### Input for this task ###
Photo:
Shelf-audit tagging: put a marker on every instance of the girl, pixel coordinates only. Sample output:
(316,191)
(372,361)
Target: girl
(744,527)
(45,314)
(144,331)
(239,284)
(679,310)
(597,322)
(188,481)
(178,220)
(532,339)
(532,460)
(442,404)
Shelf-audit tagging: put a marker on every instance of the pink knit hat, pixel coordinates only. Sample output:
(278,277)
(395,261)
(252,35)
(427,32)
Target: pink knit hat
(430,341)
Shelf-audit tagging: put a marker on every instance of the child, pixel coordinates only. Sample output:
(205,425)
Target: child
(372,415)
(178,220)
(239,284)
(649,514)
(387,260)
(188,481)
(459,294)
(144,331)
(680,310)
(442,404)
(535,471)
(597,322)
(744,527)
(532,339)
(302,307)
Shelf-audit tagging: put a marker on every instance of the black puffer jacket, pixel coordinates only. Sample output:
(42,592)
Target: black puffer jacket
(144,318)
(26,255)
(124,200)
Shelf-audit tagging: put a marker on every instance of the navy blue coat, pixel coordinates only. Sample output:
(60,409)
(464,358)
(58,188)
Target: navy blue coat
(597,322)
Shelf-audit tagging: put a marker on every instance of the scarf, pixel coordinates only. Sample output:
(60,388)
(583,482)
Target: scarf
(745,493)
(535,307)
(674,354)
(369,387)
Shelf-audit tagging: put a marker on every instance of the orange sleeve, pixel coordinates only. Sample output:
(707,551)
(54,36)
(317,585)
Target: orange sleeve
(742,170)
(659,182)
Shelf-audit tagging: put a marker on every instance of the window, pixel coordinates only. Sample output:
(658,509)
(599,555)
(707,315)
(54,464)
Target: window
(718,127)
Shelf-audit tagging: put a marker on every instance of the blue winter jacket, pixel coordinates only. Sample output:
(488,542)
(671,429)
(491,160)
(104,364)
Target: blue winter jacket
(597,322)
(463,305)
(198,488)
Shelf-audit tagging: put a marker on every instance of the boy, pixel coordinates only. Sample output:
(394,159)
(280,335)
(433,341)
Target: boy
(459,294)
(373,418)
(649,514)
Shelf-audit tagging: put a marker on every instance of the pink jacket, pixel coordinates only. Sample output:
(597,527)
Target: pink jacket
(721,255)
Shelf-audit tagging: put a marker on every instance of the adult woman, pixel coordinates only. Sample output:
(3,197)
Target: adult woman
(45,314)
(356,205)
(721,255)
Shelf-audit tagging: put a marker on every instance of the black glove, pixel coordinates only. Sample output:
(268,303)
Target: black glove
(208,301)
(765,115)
###
## What is required
Please repeat the complete material exactly, with nothing omitted.

## Reply
Photo:
Shelf-audit tagging: put a marker on every instance of the girl, pixel coordinates only. Sample output:
(316,191)
(372,361)
Target: girl
(744,527)
(45,314)
(144,331)
(239,284)
(679,310)
(597,322)
(188,481)
(178,220)
(532,339)
(532,460)
(442,404)
Shelf-audit tagging: put a marker on every instance of the pink knit hat, pixel coordinates only. Sample output:
(278,277)
(395,261)
(252,35)
(427,32)
Target: pink knit hat
(430,341)
Shelf-audit tagging: put a marker on every instance of the child, pixel coordinates only. Sample output:
(205,425)
Target: child
(372,415)
(178,220)
(239,284)
(649,514)
(387,260)
(188,481)
(459,294)
(144,331)
(680,310)
(442,404)
(535,471)
(597,322)
(744,527)
(532,339)
(302,307)
Shelf-audit tagging: put a marker on every instance of the black puffer jacket, pixel coordinates only. Sample output:
(42,592)
Target: black puffer jacket
(144,318)
(26,255)
(124,200)
Shelf-audit tagging: put a marker on every instance of the navy blue coat, pixel coordinates only. Sample output:
(60,409)
(464,358)
(58,188)
Target: navy blue coat
(597,322)
Shelf-audit tagging: put a marker on every instance of the scarf, pixel coordinates only. Sample output:
(60,388)
(583,482)
Target: scarf
(745,493)
(535,307)
(674,354)
(369,387)
Shelf-audit tagging: put a marker on every instance of the orange sleeve, pixel coordinates only. Sample output:
(707,551)
(54,36)
(317,585)
Target: orange sleeve
(742,170)
(659,182)
Shelf-audit tagging: put a marker on every instance of the window, pixel coordinates only. Sample output:
(658,509)
(599,555)
(707,315)
(54,464)
Target: window
(718,127)
Shelf-audit tagging: put a marker on every instance of the blue winter jacket, pixel coordinates only. Sample output:
(488,542)
(671,429)
(491,160)
(104,364)
Target: blue winter jacket
(597,322)
(463,305)
(198,488)
Shelf-audit tagging: put a marker on every instance of the boy, pixel coordinates only. Sample output:
(394,159)
(280,335)
(433,341)
Target: boy
(459,294)
(373,418)
(649,514)
Shelf-audit tagging: put a marker on every instance of the pink jacket, pixel coordinates only. Sample output:
(597,527)
Target: pink jacket
(721,255)
Shelf-audit tagging: put a marker on every instance of the adult woman, pixel coordinates only. Sample output:
(3,197)
Target: adult woman
(45,314)
(356,205)
(721,255)
Shelf-audit tagging: put a marker on every instance of the black glove, pixel coordinates only. Sample output:
(268,303)
Target: black glove
(208,301)
(765,115)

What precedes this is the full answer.